Textauszug:
- - - - - - -

Wednesday, June 06, 2007

Statistisches Gebaren

Zahlen zu Milliardenverlusten infolge von Produktpiraterie und Copyrightmissbrauch

Solche Meldungen klingen vertraut. Industriesprecher beklagen 3-stellige Milliardenverluste, weil geschützte Waren kopiert und mit dem Label des Originals versehen verkauft werden. Oder weil illegale Digitalprodukte über Filesharing im Internet umsonst zu bekommen sind.

Produktpiraterie ist auch ein Thema auf dem G8-Gipfel. Wie Heise berichtet, hat die Organisation für Wirtschaftliche Zusammenarbeit und Entwicklung (OECD) erste Details ihrer Studie zu den wirtschaftlichen Auswirkungen von Produktpiraterie vorab präsentiert: Für das Jahr 2005 wird der erlittene Schaden weltweit auf rund 200 Milliarden Euro geschätzt. Darin nicht enthalten sind Einbußen durch Filesharing. Würden diese mitberechnet, vermutet die Studie vorsichtig, könnte die Summe mehrere hundert Milliarden Euro höher sein.

- - - - - - -

Arbeitsauftrag: Prüfe, ob jede Aussage zum Textauszug stimmt, und antworte jeweils mit Ja oder Nein samt den entscheidenden Worten als wörtlichem Zitat. (a) Die OECD schätzt den weltweiten Schaden durch Produktpiraterie für 2005 auf rund 200 Milliarden Euro. (b) Verluste durch Filesharing sind in dieser Schätzung eingerechnet. (c) Produktpiraterie wird auf dem G8-Gipfel behandelt. Die Einträge haben mit dem Textauszug nichts zu tun.

Quelldaten:
- - - - - - -

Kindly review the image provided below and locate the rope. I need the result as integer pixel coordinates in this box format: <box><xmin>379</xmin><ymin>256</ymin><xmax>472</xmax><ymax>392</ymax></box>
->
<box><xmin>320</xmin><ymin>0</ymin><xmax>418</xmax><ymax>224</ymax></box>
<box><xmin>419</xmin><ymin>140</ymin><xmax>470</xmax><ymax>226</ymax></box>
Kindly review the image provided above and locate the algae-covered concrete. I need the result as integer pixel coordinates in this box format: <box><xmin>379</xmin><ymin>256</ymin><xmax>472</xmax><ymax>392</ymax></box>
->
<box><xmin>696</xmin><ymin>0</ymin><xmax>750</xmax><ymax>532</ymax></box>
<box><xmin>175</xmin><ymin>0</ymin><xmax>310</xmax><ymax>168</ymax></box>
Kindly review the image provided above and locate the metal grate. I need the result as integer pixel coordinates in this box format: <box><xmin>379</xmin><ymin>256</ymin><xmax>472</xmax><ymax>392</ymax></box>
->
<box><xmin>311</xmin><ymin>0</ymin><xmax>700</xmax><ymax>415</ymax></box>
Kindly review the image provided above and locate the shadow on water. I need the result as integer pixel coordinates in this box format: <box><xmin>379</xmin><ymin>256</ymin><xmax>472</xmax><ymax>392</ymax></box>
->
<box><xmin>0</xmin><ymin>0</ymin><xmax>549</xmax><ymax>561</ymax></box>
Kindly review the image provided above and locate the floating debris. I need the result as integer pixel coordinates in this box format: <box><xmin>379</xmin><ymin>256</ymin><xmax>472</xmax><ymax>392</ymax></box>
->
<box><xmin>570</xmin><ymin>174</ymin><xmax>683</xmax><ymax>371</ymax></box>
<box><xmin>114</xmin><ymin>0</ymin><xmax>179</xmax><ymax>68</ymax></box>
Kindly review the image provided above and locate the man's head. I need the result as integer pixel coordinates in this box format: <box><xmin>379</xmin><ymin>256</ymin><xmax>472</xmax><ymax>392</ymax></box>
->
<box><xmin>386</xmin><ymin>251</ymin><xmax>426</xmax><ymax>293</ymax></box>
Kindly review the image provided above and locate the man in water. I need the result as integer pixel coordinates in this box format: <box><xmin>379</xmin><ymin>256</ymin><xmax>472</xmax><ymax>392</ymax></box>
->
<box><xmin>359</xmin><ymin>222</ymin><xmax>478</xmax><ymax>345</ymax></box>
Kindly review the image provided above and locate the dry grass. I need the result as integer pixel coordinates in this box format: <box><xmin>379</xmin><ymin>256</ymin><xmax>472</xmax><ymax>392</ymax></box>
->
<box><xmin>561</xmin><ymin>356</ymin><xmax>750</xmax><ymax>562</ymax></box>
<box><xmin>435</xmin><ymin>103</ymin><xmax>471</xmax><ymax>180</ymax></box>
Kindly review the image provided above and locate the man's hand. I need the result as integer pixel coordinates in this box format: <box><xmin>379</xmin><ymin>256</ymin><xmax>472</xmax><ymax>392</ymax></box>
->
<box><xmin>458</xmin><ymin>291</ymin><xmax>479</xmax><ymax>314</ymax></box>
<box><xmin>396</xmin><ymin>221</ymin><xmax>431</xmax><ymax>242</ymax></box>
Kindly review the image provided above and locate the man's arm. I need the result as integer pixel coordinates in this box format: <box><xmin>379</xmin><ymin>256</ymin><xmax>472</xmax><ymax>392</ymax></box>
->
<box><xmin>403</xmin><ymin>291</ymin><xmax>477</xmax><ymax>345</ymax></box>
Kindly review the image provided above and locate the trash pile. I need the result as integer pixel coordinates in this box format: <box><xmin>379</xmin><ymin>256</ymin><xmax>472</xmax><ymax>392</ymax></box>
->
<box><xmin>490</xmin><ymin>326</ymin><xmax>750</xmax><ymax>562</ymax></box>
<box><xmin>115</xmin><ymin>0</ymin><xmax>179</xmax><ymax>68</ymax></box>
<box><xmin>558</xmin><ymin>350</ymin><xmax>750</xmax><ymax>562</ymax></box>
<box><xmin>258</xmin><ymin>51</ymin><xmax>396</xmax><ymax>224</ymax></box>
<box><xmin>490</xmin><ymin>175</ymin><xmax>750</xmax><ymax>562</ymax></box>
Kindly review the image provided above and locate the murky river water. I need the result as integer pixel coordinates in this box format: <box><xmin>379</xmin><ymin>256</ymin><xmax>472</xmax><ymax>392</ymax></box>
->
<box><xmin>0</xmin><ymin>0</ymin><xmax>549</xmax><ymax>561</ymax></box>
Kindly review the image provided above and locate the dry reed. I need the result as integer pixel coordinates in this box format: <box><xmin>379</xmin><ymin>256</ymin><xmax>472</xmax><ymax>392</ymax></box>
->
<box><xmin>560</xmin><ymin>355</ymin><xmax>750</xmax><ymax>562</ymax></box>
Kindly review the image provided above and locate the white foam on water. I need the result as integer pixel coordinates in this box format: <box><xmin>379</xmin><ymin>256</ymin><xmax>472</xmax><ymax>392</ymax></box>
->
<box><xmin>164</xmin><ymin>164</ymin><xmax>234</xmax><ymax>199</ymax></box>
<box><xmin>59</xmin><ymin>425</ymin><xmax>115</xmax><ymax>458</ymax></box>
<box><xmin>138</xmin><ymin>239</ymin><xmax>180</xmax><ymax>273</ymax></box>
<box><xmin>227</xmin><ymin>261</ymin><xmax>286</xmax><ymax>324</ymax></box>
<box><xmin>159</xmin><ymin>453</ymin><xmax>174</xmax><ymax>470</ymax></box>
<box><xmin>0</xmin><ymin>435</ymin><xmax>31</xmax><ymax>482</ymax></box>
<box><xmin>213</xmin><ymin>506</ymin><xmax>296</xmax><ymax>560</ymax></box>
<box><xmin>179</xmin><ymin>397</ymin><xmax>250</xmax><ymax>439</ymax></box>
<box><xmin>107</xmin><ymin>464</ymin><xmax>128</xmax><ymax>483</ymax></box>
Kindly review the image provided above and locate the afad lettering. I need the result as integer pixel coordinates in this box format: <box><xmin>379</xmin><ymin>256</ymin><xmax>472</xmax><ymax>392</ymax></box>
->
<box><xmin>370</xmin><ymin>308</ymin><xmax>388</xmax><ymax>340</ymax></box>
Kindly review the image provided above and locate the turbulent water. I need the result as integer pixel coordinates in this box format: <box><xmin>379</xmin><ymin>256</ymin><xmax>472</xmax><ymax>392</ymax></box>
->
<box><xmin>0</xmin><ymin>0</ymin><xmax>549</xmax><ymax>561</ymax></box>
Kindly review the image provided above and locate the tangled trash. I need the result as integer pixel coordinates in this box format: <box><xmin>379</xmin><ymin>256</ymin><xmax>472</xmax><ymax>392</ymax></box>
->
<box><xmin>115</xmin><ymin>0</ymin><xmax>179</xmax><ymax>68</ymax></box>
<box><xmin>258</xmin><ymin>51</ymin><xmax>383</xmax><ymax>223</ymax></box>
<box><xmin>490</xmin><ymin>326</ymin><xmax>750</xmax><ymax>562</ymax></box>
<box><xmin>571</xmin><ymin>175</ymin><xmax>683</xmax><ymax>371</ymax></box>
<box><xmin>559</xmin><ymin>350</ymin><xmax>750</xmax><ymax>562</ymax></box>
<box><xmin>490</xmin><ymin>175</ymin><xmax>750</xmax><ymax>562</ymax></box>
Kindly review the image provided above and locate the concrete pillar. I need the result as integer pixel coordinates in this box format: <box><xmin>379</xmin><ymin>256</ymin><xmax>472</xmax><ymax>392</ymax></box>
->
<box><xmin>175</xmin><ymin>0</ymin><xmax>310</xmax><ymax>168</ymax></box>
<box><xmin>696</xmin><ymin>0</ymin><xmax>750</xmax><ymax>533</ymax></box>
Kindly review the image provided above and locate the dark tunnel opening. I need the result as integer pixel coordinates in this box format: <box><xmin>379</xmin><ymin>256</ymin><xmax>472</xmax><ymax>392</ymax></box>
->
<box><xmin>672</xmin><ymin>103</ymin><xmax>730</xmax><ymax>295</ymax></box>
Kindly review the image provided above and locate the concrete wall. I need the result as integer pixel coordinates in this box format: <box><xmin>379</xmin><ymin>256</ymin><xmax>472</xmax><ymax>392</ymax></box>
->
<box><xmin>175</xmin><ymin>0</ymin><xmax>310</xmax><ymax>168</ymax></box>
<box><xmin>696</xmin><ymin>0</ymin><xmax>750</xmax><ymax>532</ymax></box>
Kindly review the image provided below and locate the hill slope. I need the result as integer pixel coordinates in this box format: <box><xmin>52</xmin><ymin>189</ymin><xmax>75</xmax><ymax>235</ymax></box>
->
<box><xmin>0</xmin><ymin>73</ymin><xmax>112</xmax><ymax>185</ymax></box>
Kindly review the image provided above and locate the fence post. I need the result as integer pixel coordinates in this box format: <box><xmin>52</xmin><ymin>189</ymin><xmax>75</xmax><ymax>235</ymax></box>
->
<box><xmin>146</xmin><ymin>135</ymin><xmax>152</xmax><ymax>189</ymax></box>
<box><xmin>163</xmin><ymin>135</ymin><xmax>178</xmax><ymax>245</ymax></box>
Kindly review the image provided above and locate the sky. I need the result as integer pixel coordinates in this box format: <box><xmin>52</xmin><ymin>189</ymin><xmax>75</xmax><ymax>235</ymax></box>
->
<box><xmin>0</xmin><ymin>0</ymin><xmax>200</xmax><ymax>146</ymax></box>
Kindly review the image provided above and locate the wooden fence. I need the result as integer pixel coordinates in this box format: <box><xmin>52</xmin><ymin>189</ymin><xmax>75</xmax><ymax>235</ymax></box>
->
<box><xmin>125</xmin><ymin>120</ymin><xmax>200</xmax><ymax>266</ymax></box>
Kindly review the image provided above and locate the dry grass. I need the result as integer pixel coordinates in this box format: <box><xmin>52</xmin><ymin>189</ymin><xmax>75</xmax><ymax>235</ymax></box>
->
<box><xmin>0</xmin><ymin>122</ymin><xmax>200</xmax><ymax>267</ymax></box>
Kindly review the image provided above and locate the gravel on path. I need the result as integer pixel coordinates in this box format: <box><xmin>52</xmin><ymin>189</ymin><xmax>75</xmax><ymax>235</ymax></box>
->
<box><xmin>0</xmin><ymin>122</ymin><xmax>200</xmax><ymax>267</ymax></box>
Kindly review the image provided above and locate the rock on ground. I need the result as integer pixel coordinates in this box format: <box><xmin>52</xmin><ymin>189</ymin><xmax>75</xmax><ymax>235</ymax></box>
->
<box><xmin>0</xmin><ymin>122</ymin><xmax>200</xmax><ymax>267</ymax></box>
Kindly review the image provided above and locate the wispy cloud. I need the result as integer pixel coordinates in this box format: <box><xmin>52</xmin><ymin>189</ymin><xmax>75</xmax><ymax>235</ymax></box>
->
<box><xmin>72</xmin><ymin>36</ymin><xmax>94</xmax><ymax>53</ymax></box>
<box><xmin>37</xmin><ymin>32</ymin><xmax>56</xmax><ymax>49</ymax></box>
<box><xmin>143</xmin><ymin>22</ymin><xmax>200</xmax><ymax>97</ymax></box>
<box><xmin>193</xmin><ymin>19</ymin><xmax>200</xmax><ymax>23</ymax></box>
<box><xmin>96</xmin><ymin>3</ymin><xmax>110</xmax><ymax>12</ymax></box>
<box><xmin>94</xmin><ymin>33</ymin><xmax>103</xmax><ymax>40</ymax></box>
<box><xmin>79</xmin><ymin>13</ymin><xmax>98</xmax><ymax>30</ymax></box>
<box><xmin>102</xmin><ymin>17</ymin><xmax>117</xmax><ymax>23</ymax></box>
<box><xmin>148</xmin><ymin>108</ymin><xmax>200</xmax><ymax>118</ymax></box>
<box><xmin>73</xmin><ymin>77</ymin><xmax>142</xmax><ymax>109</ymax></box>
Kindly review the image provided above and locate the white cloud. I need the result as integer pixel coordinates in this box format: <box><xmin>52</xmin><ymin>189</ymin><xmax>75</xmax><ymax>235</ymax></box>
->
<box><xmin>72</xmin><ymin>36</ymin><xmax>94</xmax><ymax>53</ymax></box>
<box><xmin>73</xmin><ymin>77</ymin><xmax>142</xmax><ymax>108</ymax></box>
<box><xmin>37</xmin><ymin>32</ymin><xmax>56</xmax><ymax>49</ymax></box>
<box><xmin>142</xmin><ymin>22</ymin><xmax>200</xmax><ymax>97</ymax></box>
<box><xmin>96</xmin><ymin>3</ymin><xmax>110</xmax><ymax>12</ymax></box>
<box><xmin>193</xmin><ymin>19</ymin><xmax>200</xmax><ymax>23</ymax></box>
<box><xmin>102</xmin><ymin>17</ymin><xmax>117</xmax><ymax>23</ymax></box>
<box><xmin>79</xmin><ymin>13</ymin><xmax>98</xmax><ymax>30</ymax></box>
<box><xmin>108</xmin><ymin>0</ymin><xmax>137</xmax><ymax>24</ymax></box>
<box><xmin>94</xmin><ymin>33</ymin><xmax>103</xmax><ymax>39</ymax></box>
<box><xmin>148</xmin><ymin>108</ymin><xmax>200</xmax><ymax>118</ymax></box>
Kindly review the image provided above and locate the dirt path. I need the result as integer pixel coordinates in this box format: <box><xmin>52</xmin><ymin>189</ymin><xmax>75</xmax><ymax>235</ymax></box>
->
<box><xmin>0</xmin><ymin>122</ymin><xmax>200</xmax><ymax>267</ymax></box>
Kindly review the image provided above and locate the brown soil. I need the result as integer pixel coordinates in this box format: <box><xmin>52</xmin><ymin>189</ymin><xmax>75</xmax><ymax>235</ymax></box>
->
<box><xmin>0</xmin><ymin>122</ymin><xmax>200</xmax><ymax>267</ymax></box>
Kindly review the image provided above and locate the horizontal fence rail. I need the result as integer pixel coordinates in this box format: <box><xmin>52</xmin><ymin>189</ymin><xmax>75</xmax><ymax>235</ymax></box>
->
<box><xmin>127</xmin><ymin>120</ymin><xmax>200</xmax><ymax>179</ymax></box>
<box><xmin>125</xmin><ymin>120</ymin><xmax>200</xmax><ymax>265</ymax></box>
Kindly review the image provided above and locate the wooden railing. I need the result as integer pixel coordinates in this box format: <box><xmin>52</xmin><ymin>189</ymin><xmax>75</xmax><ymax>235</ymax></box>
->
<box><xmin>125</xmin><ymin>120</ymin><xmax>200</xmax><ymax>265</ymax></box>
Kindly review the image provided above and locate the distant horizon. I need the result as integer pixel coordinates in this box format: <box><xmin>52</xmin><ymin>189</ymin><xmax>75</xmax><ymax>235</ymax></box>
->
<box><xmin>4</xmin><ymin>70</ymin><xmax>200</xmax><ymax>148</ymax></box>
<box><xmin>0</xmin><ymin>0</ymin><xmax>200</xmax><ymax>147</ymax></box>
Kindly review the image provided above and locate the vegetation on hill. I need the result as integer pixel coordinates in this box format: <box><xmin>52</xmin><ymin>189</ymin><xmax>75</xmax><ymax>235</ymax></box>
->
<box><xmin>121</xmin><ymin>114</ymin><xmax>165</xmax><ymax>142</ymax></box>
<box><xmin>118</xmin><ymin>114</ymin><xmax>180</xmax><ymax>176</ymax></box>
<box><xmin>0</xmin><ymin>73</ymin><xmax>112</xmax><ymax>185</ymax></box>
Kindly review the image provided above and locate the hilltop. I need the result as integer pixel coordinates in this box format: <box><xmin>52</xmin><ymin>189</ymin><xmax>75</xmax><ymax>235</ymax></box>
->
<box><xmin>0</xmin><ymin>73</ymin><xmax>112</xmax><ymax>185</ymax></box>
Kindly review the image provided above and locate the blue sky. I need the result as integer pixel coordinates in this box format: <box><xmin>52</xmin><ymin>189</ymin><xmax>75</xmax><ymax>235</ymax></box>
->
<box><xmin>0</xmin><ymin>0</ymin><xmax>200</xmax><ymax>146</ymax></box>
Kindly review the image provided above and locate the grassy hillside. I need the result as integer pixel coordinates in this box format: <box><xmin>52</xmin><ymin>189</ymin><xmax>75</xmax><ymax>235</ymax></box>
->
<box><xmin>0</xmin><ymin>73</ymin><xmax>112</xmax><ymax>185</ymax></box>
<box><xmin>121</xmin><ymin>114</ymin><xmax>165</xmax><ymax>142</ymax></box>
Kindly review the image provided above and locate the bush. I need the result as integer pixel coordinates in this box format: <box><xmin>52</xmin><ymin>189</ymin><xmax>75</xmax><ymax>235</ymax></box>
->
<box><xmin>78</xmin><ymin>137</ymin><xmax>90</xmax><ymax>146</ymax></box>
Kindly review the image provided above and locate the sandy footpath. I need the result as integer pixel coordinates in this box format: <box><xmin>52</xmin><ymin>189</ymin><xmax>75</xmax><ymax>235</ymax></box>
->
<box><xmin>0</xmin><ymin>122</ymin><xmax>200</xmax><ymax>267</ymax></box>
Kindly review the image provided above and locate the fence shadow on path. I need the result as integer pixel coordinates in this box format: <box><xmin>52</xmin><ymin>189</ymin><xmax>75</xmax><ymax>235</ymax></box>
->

- - - - - - -

Lösung:
(a) Ja: „Für das Jahr 2005 wird der erlittene Schaden weltweit auf rund 200 Milliarden Euro geschätzt.“
(b) Nein: „Darin nicht enthalten sind Einbußen durch Filesharing.“
(c) Ja: „Produktpiraterie ist auch ein Thema auf dem G8-Gipfel.“